(Verilen Metin)
····················

Abaküs Yazılım
Hukuk Genel Kurulu
Esas No: 2018/144
Karar No: 2018/1324
Karar Tarihi: 04.07.2018

Yargıtay Hukuk Genel Kurulu 2018/144 Esas 2018/1324 Karar Sayılı İlamı

Hukuk Genel Kurulu         2018/144 E.  ,  2018/1324 K.

    "İçtihat Metni"

    MAHKEMESİ :İş Mahkemesi

    Taraflar arasındaki “itirazın iptali” davasından dolayı yapılan yargılama sonunda İzmir 1. İş Mahkemesince davanın kabulüne dair verilen 08/10/2012 gün ve 2012/117 E., 2012/700 K. sayılı karar davalı Aslan Avcı Döküm San. ve Tic. A.Ş. vekili tarafından temyiz edilmekle Yargıtay 10. Hukuk Dairesinin 24.03.2014 gün ve 2013/25254 E., 2014/6657 K. sayılı kararı ile;
    (…1-Dosyadaki yazılara, kararın bozmaya uygun olmasına, delillerin takdirinde bir isabetsizlik bulunmamasına göre, davalı vekilinin sair temyiz itirazlarının reddi gerekir.

····················

(Alıştırma Görevi 1)
Karar metninde "MAHKEMESİ :İş Mahkemesi" ifadesinden başlayıp aşağıya doğru "itirazlarının reddi gerekir." ifadesine kadar uzanan bölümün tamamını hiç değiştirmeden döndür.

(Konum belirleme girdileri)
····················

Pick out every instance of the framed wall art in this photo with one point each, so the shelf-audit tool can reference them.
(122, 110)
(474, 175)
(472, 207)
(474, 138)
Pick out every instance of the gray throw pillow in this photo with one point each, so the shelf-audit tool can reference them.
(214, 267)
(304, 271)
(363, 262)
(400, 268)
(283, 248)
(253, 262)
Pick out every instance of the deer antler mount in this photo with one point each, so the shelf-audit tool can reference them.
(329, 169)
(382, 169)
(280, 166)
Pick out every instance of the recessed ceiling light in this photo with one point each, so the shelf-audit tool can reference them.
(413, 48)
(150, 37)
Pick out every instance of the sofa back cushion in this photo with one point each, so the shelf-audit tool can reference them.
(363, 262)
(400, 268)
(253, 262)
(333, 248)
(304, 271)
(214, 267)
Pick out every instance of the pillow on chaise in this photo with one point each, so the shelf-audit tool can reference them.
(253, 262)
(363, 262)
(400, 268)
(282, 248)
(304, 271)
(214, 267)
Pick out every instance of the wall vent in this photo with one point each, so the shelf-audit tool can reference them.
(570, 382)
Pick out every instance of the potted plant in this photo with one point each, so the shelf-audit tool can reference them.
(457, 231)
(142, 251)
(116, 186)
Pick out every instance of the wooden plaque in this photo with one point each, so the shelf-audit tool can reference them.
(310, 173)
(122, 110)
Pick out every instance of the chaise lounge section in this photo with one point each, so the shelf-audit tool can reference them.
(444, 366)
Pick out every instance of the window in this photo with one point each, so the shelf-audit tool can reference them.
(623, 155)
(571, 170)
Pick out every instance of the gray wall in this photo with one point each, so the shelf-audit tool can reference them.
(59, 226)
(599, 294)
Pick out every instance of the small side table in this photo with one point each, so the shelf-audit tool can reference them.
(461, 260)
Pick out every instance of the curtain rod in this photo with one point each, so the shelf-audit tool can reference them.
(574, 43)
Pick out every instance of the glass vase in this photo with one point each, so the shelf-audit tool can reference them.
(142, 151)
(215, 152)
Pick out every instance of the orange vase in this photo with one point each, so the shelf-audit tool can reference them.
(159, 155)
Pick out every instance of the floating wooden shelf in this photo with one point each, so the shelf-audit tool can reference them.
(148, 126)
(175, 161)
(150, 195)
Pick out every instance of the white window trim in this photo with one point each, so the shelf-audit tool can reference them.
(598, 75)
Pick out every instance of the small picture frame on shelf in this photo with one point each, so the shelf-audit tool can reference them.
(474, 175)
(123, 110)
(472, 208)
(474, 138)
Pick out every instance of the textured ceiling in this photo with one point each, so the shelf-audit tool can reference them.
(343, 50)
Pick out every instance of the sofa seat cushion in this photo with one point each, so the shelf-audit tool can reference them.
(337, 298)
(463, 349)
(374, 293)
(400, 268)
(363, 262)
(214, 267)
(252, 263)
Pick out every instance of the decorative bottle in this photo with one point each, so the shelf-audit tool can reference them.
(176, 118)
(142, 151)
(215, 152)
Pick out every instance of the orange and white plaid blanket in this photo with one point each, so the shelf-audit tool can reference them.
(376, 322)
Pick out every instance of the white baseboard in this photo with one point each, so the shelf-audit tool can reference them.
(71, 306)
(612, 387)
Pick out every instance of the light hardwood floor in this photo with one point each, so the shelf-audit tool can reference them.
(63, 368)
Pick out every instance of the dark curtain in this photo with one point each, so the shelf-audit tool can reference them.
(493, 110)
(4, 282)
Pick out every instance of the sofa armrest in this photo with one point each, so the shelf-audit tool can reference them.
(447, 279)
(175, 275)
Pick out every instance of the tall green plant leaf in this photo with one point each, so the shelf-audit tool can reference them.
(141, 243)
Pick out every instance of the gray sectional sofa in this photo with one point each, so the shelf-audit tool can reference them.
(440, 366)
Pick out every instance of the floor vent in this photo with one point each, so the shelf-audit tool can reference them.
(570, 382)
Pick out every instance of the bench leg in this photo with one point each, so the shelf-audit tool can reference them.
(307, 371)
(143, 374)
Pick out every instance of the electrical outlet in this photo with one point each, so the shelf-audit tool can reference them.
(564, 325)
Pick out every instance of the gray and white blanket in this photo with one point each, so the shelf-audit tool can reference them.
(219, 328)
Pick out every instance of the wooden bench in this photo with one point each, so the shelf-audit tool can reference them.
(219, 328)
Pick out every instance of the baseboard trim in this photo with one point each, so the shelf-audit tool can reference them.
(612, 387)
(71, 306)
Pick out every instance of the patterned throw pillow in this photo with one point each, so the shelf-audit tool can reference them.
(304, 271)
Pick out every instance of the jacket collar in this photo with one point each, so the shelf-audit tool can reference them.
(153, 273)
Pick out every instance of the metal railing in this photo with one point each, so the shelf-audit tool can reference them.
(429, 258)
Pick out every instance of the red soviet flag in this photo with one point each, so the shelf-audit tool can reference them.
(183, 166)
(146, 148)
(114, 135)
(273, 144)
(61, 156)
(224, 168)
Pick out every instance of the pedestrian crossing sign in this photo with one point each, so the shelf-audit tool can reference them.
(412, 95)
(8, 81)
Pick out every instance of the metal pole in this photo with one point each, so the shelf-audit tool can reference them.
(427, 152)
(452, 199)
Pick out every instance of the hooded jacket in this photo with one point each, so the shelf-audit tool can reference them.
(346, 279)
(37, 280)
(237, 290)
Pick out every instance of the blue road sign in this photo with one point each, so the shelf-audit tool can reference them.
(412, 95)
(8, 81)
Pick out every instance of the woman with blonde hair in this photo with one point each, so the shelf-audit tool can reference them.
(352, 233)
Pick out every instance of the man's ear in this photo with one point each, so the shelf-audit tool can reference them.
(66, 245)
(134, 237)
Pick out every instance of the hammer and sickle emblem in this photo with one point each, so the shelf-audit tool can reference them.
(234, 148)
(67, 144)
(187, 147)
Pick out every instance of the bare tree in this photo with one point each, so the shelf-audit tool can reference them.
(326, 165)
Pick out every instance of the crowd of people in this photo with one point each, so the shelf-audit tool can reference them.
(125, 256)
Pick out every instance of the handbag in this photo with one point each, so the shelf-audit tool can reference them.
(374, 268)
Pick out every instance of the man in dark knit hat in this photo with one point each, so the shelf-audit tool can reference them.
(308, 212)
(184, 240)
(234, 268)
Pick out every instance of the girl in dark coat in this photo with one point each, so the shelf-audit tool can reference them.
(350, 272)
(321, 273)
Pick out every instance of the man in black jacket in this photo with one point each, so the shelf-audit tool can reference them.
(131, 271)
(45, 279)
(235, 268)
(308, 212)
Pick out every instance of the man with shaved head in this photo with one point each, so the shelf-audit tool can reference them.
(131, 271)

····················

(Alıştırma Görevi 2)
Girdiler arasında "small" sözcüğünü içeren bütün satırları topla. Büyük-küçük harf ayrımını gözet.

(Alıştırma Sonucu 1)
MAHKEMESİ :İş Mahkemesi

    Taraflar arasındaki “itirazın iptali” davasından dolayı yapılan yargılama sonunda İzmir 1. İş Mahkemesince davanın kabulüne dair verilen 08/10/2012 gün ve 2012/117 E., 2012/700 K. sayılı karar davalı Aslan Avcı Döküm San. ve Tic. A.Ş. vekili tarafından temyiz edilmekle Yargıtay 10. Hukuk Dairesinin 24.03.2014 gün ve 2013/25254 E., 2014/6657 K. sayılı kararı ile;
    (…1-Dosyadaki yazılara, kararın bozmaya uygun olmasına, delillerin takdirinde bir isabetsizlik bulunmamasına göre, davalı vekilinin sair temyiz itirazlarının reddi gerekir.

(Alıştırma Sonucu 2)
Pick out every instance of the small side table in this photo with one point each, so the shelf-audit tool can reference them.
Pick out every instance of the small picture frame on shelf in this photo with one point each, so the shelf-audit tool can reference them.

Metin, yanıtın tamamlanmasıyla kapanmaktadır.